(Natural language region descriptions)

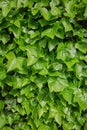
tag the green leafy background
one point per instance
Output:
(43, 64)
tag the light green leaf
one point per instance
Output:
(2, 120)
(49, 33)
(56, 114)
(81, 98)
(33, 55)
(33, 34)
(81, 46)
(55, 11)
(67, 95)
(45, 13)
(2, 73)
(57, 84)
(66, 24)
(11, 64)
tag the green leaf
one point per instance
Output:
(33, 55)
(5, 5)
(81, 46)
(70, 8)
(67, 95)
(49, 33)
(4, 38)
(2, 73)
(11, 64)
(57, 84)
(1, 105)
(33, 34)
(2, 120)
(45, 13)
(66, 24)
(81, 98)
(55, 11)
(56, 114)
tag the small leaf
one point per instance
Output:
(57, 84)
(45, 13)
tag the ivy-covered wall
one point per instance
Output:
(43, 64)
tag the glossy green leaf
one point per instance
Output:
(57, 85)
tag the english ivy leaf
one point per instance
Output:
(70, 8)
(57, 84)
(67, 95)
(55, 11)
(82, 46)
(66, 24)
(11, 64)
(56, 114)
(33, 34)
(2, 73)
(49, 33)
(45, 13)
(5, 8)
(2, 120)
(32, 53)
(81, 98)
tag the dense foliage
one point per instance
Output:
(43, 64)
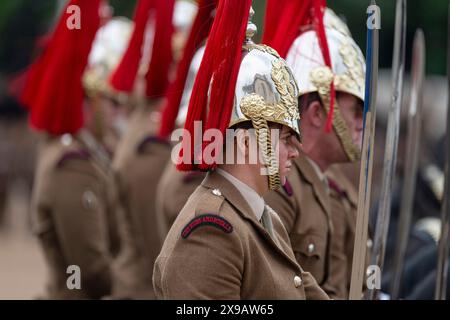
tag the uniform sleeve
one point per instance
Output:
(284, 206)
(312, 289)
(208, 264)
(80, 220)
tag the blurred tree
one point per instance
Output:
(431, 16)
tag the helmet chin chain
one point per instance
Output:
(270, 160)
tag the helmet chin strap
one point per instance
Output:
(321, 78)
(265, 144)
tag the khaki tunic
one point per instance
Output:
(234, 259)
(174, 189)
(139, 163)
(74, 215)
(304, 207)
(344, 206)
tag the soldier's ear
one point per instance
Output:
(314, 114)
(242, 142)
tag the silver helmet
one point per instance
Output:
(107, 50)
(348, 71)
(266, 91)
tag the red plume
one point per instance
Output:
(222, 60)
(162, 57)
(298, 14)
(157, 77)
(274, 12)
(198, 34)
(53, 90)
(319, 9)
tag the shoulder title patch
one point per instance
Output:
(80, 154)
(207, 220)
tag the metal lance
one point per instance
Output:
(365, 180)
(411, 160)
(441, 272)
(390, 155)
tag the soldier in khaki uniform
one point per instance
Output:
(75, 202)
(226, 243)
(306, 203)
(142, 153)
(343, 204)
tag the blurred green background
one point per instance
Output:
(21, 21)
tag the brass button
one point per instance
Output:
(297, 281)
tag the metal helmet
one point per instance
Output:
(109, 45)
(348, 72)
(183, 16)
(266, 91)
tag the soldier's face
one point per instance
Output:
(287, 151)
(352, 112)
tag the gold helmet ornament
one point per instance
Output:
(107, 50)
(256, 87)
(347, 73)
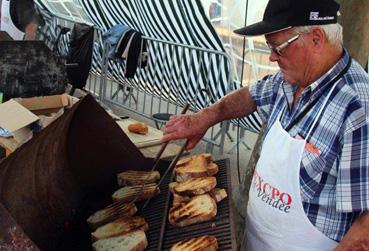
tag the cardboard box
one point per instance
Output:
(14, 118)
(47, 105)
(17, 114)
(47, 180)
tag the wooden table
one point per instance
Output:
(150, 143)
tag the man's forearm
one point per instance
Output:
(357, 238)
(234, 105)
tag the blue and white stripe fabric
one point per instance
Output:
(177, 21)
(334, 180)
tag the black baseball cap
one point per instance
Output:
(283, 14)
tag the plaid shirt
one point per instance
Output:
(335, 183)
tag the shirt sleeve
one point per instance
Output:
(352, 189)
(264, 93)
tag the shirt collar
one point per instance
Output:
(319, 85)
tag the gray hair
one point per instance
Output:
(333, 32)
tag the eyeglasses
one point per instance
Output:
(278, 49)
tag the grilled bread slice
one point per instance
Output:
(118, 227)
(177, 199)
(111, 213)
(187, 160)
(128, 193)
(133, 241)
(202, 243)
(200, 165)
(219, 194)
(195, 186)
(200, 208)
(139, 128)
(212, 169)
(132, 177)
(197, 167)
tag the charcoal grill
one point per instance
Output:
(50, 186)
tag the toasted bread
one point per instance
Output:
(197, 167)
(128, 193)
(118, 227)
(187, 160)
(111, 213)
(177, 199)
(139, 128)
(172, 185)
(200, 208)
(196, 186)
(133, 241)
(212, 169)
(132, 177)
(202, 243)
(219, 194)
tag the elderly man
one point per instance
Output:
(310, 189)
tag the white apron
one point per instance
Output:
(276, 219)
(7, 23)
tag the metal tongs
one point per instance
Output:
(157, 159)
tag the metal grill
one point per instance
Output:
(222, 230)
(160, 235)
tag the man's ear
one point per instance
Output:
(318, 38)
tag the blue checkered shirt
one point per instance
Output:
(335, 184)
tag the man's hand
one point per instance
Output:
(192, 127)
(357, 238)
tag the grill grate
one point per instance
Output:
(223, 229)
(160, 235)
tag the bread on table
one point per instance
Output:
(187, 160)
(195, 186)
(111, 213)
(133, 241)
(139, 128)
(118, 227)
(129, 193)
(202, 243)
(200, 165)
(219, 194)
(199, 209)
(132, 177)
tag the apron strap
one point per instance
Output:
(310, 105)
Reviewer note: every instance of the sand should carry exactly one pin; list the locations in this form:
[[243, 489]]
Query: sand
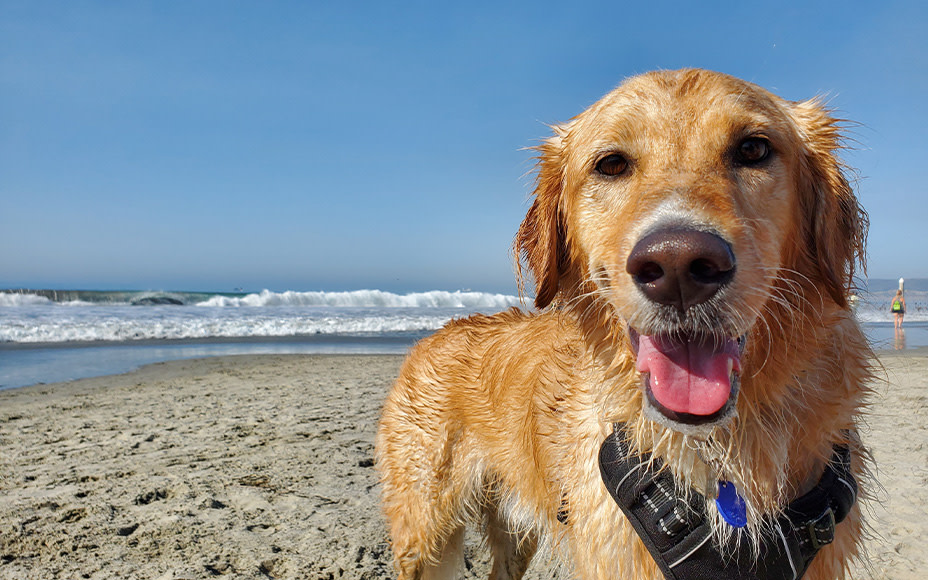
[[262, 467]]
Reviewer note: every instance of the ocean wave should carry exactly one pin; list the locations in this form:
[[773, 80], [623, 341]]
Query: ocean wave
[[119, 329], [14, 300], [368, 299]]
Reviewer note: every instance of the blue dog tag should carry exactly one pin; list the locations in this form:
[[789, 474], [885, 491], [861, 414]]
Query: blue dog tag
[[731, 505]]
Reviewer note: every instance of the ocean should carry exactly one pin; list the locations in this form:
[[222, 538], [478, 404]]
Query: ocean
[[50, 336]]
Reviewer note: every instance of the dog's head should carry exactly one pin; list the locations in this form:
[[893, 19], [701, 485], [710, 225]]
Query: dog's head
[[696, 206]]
...
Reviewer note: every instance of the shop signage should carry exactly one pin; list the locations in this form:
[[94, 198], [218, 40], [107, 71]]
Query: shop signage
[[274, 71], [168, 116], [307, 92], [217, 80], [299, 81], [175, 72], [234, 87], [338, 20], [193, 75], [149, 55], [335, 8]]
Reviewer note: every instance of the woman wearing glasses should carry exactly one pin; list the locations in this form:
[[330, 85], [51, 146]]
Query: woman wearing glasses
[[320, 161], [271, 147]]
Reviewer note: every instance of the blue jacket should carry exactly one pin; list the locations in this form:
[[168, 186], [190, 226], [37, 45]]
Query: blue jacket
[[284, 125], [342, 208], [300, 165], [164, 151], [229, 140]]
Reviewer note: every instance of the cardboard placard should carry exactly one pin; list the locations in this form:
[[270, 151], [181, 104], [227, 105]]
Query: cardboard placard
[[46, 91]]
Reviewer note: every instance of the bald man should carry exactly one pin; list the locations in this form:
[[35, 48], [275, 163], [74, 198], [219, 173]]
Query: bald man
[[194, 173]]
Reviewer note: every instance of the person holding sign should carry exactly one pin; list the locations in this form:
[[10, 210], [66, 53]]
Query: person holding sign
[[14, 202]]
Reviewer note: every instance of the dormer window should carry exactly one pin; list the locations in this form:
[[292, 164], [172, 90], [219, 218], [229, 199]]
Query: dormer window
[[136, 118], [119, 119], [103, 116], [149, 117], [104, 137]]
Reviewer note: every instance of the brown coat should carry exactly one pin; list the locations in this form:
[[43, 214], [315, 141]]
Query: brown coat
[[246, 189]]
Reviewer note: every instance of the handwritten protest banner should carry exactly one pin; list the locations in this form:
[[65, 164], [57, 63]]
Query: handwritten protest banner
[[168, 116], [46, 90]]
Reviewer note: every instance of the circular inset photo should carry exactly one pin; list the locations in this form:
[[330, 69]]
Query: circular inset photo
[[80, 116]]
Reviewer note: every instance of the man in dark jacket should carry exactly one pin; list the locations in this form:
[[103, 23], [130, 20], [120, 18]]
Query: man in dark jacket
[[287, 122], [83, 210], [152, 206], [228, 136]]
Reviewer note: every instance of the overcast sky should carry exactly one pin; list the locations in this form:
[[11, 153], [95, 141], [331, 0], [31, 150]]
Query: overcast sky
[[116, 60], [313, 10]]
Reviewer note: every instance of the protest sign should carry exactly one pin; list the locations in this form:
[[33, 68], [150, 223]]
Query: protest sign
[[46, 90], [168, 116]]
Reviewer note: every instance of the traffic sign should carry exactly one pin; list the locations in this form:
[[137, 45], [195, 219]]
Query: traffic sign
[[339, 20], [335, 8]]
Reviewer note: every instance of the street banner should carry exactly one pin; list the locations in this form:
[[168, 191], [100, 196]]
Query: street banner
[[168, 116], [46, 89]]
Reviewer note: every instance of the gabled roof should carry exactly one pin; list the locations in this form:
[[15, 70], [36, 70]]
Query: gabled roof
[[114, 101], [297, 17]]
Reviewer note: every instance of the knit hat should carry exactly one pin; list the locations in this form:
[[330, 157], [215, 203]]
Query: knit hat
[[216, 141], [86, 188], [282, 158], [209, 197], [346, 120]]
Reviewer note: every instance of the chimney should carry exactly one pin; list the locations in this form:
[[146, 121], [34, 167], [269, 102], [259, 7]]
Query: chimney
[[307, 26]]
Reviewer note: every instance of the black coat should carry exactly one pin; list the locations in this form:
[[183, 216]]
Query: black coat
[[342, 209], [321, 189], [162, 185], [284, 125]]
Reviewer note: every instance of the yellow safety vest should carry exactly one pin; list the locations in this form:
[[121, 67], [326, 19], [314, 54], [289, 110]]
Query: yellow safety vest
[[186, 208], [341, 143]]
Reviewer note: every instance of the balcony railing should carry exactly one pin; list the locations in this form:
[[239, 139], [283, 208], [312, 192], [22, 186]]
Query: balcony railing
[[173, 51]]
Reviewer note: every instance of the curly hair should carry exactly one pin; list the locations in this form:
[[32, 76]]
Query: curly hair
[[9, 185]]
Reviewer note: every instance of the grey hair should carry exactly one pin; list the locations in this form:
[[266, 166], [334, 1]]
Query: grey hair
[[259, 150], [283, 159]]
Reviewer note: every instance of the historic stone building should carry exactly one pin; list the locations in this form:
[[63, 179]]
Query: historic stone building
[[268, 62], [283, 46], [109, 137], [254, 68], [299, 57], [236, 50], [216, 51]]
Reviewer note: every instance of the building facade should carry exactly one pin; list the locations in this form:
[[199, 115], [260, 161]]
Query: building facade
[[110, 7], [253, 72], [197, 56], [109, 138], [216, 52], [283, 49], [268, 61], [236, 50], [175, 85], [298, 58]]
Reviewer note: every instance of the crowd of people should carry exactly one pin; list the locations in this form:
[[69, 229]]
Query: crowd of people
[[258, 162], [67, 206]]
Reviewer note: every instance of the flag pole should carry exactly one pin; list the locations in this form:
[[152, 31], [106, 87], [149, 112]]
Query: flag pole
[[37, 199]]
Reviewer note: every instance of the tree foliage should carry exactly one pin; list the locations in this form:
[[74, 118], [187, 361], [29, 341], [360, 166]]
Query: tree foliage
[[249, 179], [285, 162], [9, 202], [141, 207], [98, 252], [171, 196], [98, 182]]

* Required action:
Identify each line in the entries with the word "helmet" and copy it.

* Task response:
tag the helmet chin chain
tag the helmet chin strap
tag the silver helmet
tag the metal helmet
tag the gold helmet ornament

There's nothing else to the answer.